» Given text
═══

In January of 2017, the United States Department of Education came out with a list of hundreds of colleges that are considered to be failing. These colleges were put on the list because of the fact that the graduates from those schools are charging unreasonable tuitions that an alarming amount of their graduates cannot pay back.

The list particularly focuses on for-profit colleges. It includes a number of schools specializing in graphic design, cosmetology, barbering and lower level health professions. There are also for-profit schools such as University of Phoenix and Kaplan University.

A program run by Harvard has even made it onto this list. The program is called A.R.T. Institute at Harvard University. Each year, the program at Harvard admits two dozen students. It is a two year graduate program that gives students a choice of dramaturgy, voice pedagogy or acting. The average salary that graduates of this program make is $36,000. Students borrow about $78,000 for the degree, and the average two year tuition is $63,000. Owing to the fact that the program is a graduate program, students are allowed to borrow all of their expenses for living from the government—despite the conditions of their credit histories.

This fall, A.R.T Institute at Harvard University decided to pause enrollment, due to the fact that government regulations have put the program’s federal aid eligibility in a compromising position.

The Art Institute is also on the government’s list of failing schools. The Art Institute has no relation to A.R.T. Institute as Harvard University—it is a totally different institution with a name that sounds similar.

The problem is that the government is putting extra attention on for-profit schools while not paying attention to the fact that plenty of nonprofit schools are charging too much money and putting students into more debt than they can afford. There needs to be a change. The government should bring the hammer down on nonprofit schools, as well as for-profit schools.

═══

» Extracted records

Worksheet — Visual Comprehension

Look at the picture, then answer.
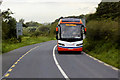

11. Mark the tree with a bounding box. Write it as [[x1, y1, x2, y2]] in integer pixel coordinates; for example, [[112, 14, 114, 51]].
[[2, 9, 17, 39]]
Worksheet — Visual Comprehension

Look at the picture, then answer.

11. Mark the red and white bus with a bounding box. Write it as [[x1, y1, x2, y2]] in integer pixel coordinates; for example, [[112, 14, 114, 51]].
[[56, 18, 86, 52]]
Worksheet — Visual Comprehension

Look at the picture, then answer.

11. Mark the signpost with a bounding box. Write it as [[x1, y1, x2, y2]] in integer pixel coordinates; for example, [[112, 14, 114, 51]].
[[16, 22, 23, 38]]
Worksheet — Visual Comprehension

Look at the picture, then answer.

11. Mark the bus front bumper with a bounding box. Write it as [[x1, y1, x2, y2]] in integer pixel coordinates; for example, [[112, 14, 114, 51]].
[[58, 47, 83, 51]]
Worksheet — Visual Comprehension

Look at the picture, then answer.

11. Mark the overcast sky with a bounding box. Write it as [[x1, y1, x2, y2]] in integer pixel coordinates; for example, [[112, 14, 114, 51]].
[[1, 0, 101, 23]]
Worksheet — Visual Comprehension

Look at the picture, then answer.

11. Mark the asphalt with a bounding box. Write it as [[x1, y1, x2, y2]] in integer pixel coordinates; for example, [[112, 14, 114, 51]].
[[2, 41, 118, 80]]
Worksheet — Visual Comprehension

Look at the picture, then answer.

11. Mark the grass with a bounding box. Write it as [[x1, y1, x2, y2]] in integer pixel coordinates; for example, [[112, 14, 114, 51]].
[[84, 41, 120, 69], [2, 37, 55, 54]]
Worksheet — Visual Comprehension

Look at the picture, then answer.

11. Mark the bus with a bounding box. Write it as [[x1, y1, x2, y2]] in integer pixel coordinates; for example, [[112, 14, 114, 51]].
[[56, 18, 86, 53]]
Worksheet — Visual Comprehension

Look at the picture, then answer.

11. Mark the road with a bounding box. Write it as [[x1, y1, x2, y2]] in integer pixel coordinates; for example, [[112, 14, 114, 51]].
[[3, 41, 118, 80]]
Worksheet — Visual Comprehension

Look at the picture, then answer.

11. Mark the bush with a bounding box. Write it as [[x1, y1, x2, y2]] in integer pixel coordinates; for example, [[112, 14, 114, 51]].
[[87, 20, 118, 42]]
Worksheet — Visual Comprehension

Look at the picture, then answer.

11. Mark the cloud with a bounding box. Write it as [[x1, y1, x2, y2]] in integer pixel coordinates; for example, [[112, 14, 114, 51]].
[[5, 0, 101, 3]]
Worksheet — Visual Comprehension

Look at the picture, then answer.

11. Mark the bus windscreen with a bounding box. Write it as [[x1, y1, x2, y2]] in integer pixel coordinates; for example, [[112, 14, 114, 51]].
[[61, 24, 81, 39]]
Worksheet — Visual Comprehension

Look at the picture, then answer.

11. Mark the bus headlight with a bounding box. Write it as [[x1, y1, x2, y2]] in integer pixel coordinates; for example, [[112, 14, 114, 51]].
[[58, 43, 65, 46], [76, 43, 83, 46]]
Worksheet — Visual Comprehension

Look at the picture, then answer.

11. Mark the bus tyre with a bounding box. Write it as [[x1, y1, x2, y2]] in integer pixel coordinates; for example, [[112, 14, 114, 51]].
[[58, 51, 60, 54], [79, 51, 82, 54]]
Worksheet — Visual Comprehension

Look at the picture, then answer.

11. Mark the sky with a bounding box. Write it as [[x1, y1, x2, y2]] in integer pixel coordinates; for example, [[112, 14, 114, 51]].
[[1, 0, 101, 23]]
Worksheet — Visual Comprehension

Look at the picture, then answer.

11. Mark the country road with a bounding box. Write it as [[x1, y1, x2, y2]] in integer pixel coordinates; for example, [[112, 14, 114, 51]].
[[2, 41, 118, 80]]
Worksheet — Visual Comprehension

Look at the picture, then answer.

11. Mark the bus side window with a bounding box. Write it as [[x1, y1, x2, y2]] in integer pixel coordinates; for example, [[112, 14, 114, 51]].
[[58, 26, 60, 39]]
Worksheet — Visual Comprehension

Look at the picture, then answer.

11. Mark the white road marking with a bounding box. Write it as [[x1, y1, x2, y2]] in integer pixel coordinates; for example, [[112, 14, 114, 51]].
[[84, 52, 119, 71], [53, 45, 70, 80]]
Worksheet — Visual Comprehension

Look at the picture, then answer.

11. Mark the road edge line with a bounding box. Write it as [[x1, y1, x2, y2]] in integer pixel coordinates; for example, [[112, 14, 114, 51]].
[[0, 46, 39, 80], [53, 45, 70, 80], [83, 52, 119, 71]]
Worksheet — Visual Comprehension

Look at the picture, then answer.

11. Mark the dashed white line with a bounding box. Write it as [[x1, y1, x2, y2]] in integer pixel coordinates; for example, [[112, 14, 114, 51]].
[[53, 45, 70, 80]]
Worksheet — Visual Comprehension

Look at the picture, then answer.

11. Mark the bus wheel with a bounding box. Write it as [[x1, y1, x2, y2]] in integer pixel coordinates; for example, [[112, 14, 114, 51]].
[[58, 51, 60, 54], [79, 51, 82, 54]]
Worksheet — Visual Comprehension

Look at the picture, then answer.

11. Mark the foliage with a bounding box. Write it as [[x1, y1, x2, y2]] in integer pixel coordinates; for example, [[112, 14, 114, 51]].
[[25, 21, 42, 27], [2, 9, 16, 39], [2, 37, 54, 53]]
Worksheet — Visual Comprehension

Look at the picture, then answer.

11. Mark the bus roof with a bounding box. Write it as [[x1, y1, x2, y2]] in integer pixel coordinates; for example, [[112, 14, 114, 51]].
[[59, 18, 83, 24]]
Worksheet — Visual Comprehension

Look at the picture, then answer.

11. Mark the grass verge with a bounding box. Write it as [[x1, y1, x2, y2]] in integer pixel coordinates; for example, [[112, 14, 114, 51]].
[[84, 41, 120, 69], [2, 37, 55, 54]]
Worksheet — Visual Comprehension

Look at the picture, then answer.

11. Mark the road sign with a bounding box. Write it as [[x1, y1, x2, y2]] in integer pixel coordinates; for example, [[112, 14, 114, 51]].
[[16, 22, 23, 38]]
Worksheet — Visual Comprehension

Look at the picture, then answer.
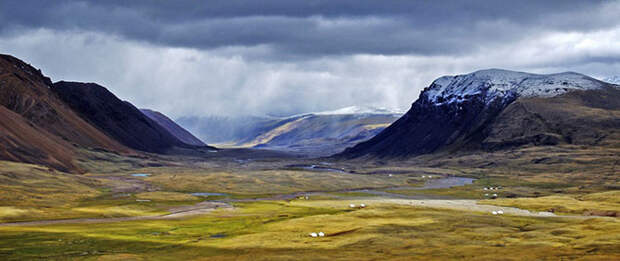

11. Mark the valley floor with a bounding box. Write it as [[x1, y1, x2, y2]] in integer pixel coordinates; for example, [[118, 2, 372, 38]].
[[0, 145, 620, 260]]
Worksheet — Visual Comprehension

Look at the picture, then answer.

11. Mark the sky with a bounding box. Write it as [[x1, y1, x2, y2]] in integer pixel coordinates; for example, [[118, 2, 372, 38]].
[[0, 0, 620, 118]]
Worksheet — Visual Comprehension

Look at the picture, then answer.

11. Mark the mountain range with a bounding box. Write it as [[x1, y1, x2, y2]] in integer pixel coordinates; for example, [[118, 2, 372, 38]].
[[177, 106, 402, 156], [0, 55, 620, 168], [0, 55, 211, 172], [337, 69, 620, 158]]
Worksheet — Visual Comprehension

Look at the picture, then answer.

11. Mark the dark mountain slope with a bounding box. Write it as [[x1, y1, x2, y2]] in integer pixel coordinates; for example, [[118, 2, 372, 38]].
[[338, 70, 619, 158], [0, 55, 132, 172], [0, 55, 129, 152], [52, 81, 199, 153], [140, 109, 207, 146]]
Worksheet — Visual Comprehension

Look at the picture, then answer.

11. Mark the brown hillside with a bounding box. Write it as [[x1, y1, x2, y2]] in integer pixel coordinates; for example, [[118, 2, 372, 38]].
[[0, 106, 77, 171], [0, 55, 131, 171], [0, 55, 128, 152]]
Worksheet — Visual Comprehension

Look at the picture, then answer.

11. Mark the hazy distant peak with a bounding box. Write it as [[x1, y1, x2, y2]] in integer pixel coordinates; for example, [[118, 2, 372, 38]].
[[304, 106, 404, 115]]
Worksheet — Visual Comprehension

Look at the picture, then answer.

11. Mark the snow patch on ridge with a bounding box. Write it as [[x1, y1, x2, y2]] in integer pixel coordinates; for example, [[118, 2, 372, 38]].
[[422, 69, 603, 105], [603, 75, 620, 85]]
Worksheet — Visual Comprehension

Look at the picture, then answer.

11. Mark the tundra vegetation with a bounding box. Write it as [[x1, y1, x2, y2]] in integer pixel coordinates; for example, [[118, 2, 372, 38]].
[[0, 143, 620, 260]]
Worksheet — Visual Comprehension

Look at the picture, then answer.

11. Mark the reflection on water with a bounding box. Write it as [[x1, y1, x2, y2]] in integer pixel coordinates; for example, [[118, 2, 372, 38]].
[[192, 192, 228, 197]]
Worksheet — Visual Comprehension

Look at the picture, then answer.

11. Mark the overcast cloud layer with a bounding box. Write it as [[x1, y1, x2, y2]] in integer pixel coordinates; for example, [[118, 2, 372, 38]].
[[0, 0, 620, 117]]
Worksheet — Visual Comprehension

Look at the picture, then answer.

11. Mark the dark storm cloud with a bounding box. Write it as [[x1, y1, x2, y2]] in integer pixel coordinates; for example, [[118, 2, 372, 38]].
[[0, 0, 617, 57]]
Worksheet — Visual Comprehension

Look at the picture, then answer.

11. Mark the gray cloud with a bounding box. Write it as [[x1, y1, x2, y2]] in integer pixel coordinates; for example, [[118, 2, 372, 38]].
[[0, 0, 620, 117], [0, 0, 619, 58]]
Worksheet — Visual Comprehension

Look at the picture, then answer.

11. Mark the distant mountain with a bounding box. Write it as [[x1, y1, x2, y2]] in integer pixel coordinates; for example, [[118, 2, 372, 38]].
[[338, 69, 620, 158], [178, 106, 401, 155], [52, 81, 206, 153], [603, 75, 620, 85], [0, 55, 131, 171], [140, 109, 207, 146]]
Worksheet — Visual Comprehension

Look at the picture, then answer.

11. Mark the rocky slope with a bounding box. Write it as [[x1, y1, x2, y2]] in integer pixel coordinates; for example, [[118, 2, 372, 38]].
[[338, 69, 620, 158], [0, 55, 131, 171], [51, 81, 201, 153], [140, 109, 207, 146]]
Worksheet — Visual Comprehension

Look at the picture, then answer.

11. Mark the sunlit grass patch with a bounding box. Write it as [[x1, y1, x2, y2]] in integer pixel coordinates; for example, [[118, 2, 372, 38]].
[[479, 192, 620, 215], [135, 191, 200, 201]]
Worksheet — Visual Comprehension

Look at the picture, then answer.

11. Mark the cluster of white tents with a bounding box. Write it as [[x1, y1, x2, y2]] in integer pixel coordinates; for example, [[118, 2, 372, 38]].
[[491, 210, 504, 215], [484, 193, 497, 198]]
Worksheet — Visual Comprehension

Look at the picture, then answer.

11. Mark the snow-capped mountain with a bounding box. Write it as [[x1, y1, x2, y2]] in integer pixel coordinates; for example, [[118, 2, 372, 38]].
[[339, 69, 620, 158], [421, 69, 603, 105], [603, 75, 620, 85]]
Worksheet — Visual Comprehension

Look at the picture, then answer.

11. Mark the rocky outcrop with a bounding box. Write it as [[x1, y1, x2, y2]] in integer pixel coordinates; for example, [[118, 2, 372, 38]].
[[0, 55, 131, 172]]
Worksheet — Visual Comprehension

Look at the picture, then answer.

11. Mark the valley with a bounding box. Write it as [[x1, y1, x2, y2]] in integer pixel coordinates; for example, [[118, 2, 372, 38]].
[[0, 141, 620, 260], [0, 55, 620, 260]]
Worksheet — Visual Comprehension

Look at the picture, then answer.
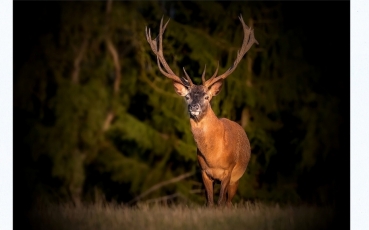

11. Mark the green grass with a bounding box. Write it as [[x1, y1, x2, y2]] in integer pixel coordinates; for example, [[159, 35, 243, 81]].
[[29, 202, 334, 230]]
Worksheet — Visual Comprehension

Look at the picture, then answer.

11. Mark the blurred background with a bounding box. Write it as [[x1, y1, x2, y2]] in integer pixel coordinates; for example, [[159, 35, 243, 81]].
[[13, 1, 350, 214]]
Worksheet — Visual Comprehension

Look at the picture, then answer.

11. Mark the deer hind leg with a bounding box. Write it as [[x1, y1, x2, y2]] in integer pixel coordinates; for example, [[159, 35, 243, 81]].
[[218, 174, 231, 205], [201, 170, 214, 207], [227, 181, 239, 207]]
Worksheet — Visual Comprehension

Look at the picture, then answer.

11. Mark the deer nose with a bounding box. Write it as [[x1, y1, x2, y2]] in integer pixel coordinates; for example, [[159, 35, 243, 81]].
[[190, 104, 200, 111]]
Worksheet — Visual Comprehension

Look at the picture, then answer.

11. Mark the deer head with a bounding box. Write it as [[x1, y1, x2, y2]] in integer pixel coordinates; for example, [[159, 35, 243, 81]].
[[145, 15, 258, 121]]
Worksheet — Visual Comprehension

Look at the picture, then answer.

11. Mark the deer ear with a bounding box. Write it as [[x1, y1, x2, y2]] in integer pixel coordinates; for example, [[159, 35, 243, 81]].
[[173, 81, 188, 97], [208, 79, 223, 96]]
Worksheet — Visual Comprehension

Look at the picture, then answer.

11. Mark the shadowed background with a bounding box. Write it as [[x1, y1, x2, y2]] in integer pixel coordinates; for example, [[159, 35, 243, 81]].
[[13, 1, 350, 226]]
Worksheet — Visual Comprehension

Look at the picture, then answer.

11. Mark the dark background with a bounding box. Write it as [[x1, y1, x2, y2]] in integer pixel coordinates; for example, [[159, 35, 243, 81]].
[[13, 1, 350, 226]]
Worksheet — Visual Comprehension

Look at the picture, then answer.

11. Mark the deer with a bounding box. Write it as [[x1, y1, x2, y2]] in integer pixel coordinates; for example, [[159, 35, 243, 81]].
[[145, 15, 259, 207]]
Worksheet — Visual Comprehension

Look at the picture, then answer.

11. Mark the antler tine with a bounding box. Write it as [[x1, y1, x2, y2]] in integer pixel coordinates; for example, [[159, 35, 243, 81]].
[[183, 67, 193, 86], [145, 17, 183, 83], [202, 61, 219, 86], [201, 64, 206, 84], [203, 15, 259, 87]]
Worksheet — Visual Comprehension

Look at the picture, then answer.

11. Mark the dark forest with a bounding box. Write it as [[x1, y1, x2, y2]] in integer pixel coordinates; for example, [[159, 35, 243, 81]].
[[13, 1, 350, 228]]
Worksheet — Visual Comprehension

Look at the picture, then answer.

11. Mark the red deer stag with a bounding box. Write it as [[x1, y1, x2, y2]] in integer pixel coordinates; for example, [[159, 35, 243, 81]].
[[146, 16, 258, 206]]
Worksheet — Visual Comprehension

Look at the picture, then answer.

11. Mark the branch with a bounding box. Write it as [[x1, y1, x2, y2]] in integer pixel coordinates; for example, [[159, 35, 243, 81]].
[[128, 172, 195, 204]]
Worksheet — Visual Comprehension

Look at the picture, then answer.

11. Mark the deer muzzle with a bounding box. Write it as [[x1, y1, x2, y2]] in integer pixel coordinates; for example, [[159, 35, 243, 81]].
[[188, 104, 201, 116]]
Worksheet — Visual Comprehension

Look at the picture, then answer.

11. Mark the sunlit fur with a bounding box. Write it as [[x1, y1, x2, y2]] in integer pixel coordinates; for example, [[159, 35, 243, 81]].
[[181, 85, 251, 206]]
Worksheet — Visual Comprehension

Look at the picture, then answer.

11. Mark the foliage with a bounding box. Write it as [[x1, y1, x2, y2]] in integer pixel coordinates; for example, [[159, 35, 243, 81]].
[[14, 1, 343, 203]]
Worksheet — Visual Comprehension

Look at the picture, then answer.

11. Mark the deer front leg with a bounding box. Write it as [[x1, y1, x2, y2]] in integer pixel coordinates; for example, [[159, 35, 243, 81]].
[[218, 173, 231, 206], [201, 170, 214, 207]]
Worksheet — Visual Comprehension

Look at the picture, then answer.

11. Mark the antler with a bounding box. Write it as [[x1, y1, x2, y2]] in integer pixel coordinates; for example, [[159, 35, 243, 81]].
[[202, 15, 259, 87], [145, 17, 193, 86]]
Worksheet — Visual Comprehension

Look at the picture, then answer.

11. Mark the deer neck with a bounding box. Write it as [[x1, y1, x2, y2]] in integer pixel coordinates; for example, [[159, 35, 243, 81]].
[[190, 107, 224, 152]]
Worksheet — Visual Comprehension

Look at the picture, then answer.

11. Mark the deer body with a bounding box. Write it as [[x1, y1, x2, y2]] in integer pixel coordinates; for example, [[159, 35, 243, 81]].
[[146, 14, 257, 206]]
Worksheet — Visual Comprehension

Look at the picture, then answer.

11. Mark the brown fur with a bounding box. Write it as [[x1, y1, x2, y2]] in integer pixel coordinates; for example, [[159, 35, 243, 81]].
[[190, 106, 251, 206], [146, 15, 258, 206]]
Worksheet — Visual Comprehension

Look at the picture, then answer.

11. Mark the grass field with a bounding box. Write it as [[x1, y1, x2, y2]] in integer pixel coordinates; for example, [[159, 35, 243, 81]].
[[29, 202, 334, 230]]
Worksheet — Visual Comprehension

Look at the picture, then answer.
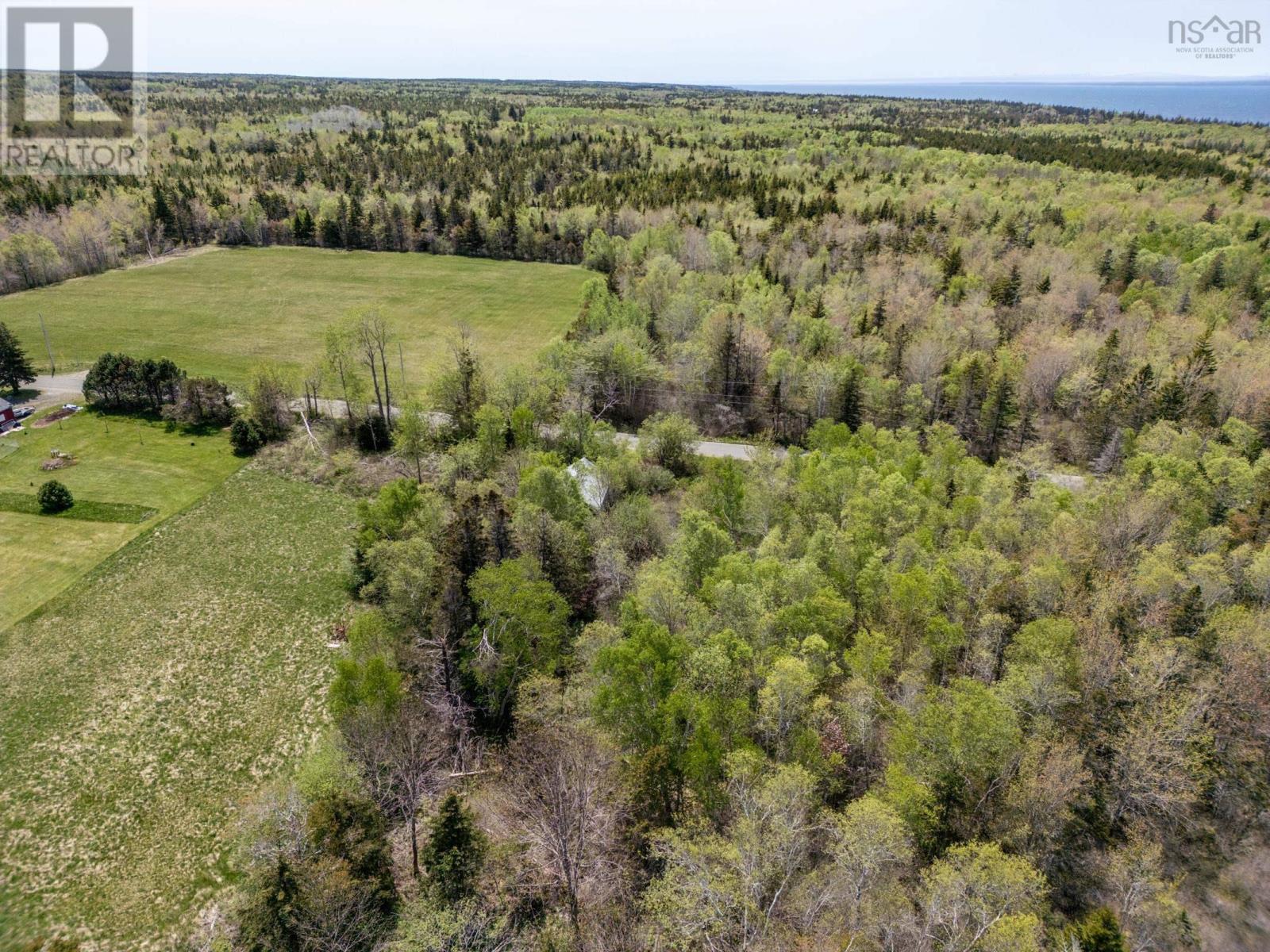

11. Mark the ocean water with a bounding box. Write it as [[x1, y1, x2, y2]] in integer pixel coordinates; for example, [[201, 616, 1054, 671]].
[[741, 80, 1270, 123]]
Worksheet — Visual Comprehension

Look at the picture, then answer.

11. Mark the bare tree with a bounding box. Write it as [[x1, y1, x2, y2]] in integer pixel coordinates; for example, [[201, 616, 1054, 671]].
[[343, 696, 455, 876], [497, 724, 625, 928]]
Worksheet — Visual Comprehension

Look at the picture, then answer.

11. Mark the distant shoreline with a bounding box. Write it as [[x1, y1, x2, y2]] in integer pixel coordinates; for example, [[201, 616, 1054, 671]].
[[737, 78, 1270, 125]]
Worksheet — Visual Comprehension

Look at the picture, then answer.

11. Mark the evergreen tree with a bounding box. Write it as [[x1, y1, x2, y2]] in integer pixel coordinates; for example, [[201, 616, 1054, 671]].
[[838, 367, 864, 433], [237, 855, 303, 952], [1168, 585, 1206, 639], [419, 793, 485, 904], [979, 367, 1018, 463], [1118, 239, 1138, 286], [1199, 254, 1226, 290], [1099, 248, 1115, 284], [872, 297, 887, 330], [1094, 328, 1124, 390], [0, 322, 36, 396], [1071, 906, 1129, 952]]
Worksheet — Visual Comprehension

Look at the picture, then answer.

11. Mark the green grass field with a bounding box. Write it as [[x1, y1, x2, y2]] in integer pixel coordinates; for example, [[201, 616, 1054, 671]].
[[0, 411, 243, 631], [0, 467, 353, 952], [0, 248, 588, 392]]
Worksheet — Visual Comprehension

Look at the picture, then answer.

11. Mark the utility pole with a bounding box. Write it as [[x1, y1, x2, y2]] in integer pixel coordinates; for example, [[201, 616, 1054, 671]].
[[36, 311, 57, 377]]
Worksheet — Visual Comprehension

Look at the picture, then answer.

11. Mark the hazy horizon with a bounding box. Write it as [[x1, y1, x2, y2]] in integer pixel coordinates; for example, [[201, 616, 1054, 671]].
[[124, 0, 1270, 86]]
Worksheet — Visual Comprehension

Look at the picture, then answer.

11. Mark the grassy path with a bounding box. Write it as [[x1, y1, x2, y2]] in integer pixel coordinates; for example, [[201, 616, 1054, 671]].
[[0, 468, 352, 952], [0, 248, 593, 392]]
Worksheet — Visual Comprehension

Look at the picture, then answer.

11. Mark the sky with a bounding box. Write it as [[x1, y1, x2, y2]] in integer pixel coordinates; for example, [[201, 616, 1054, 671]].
[[42, 0, 1270, 84]]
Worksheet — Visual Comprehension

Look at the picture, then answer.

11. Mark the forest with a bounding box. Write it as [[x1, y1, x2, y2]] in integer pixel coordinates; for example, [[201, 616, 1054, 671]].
[[7, 76, 1270, 952]]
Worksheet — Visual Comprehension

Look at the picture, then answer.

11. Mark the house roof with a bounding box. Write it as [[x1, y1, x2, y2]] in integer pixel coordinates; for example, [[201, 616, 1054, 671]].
[[565, 457, 608, 509]]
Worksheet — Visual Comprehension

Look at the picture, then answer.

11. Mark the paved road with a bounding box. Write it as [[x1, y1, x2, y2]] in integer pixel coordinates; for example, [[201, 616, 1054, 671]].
[[27, 370, 87, 409], [20, 370, 1087, 493]]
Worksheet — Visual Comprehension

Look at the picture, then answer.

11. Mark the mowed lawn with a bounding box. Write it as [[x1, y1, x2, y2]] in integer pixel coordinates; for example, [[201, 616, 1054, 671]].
[[0, 411, 243, 631], [0, 248, 589, 392], [0, 467, 354, 952]]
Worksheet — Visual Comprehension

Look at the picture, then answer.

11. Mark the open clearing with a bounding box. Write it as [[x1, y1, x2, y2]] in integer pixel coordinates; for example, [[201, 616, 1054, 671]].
[[0, 411, 243, 631], [0, 467, 353, 952], [0, 248, 589, 392]]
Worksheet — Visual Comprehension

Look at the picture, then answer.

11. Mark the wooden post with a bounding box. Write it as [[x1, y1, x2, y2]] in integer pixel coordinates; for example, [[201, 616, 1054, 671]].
[[36, 311, 57, 377]]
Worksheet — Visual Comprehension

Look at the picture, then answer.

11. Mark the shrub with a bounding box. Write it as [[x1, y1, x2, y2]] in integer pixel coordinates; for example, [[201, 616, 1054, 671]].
[[230, 416, 264, 455], [639, 414, 698, 476], [36, 480, 75, 514]]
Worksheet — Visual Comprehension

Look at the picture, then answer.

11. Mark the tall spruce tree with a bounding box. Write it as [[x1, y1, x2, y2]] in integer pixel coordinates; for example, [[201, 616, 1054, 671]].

═══

» What to work on
a) Summarize the article on failing colleges in two sentences.
b) Answer these questions from the article on failing colleges:
(i) In what month and year did the Department of Education release its list?
(ii) How many students does the Harvard program admit each year?
(iii) What is the average salary of graduates of the Harvard program?
c) Please write out the passage of the article on failing colleges from "A program run" to "their credit histories.".

» Responses
a) In January 2017, the U.S. Department of Education released a list of hundreds of failing colleges. The list focuses on for-profit schools but also includes A.R.T. Institute at Harvard University, and the author argues that the government should also crack down on nonprofit schools that charge too much and leave students with unaffordable debt.

b)
(i) January 2017
(ii) Two dozen
(iii) $36,000

c)
A program run by Harvard has even made it onto this list. The program is called A.R.T. Institute at Harvard University. Each year, the program at Harvard admits two dozen students. It is a two year graduate program that gives students a choice of dramaturgy, voice pedagogy or acting. The average salary that graduates of this program make is $36,000. Students borrow about $78,000 for the degree, and the average two year tuition is $63,000. Owing to the fact that the program is a graduate program, students are allowed to borrow all of their expenses for living from the government—despite the conditions of their credit histories.